Rows from a pointing dataset:
┏━━
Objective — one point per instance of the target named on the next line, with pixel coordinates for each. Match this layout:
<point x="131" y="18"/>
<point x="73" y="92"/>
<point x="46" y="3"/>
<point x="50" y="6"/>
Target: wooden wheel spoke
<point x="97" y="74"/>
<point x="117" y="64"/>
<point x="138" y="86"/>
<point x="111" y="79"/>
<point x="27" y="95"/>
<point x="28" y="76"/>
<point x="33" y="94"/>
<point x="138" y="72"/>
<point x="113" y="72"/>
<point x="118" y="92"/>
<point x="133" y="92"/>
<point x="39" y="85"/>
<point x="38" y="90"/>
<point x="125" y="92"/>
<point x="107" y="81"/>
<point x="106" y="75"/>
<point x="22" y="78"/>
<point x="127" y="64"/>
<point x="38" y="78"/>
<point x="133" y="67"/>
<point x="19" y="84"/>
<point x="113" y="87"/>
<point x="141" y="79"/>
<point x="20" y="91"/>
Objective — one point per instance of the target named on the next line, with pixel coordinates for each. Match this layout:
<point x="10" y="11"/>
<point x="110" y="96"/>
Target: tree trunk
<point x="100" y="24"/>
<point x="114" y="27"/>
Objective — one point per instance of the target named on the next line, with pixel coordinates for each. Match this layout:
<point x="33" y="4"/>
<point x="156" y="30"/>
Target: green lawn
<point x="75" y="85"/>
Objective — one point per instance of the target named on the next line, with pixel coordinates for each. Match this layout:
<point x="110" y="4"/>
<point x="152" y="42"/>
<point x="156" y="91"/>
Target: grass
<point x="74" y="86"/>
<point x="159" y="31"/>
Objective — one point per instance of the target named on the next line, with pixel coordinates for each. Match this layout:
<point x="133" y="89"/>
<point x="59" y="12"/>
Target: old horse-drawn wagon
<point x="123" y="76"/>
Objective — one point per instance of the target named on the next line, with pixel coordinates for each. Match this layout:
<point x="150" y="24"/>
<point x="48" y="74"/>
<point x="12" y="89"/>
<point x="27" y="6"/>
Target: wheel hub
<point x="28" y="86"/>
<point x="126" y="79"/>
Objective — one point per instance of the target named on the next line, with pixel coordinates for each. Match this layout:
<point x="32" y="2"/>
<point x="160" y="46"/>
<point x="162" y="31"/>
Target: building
┗━━
Return the lines above exactly, keeping every word.

Objective — one point per instance of the target named on the next line, with pixel coordinates for each. Match this layout:
<point x="131" y="18"/>
<point x="73" y="92"/>
<point x="46" y="3"/>
<point x="50" y="6"/>
Target: wooden wheel spoke
<point x="97" y="74"/>
<point x="117" y="64"/>
<point x="138" y="86"/>
<point x="111" y="79"/>
<point x="27" y="95"/>
<point x="28" y="76"/>
<point x="33" y="94"/>
<point x="138" y="72"/>
<point x="113" y="72"/>
<point x="118" y="92"/>
<point x="133" y="92"/>
<point x="39" y="85"/>
<point x="38" y="90"/>
<point x="125" y="92"/>
<point x="107" y="81"/>
<point x="106" y="75"/>
<point x="22" y="78"/>
<point x="127" y="64"/>
<point x="38" y="78"/>
<point x="133" y="67"/>
<point x="19" y="84"/>
<point x="113" y="87"/>
<point x="141" y="79"/>
<point x="20" y="91"/>
Objective — one point per instance of the target named on the next line, with pixel coordinates for each. Match this layout:
<point x="10" y="11"/>
<point x="110" y="96"/>
Target: tree trunk
<point x="100" y="24"/>
<point x="114" y="27"/>
Objective — one point per instance of the target named on the next line, with pixel coordinates for each. Match this layout:
<point x="33" y="4"/>
<point x="156" y="30"/>
Target: green lawn
<point x="75" y="85"/>
Objective — one point per instance of the target named on the next line, with pixel coordinates for each. Match this layout:
<point x="110" y="4"/>
<point x="152" y="42"/>
<point x="156" y="91"/>
Target: grass
<point x="74" y="86"/>
<point x="159" y="31"/>
Objective — one point per instance of the target named on the next line, with pixel coordinates for each. Match this layout:
<point x="133" y="89"/>
<point x="59" y="12"/>
Target: old horse-drawn wagon
<point x="123" y="76"/>
Objective — one point per instance of the target named on the next line, with pixel coordinates for each. Match this layout:
<point x="150" y="24"/>
<point x="48" y="74"/>
<point x="12" y="89"/>
<point x="27" y="6"/>
Target: wheel hub
<point x="28" y="86"/>
<point x="126" y="79"/>
Objective — one point per instance of the target named on the next line, with pixel coordinates for each. Match this layout:
<point x="32" y="2"/>
<point x="160" y="46"/>
<point x="162" y="31"/>
Target: building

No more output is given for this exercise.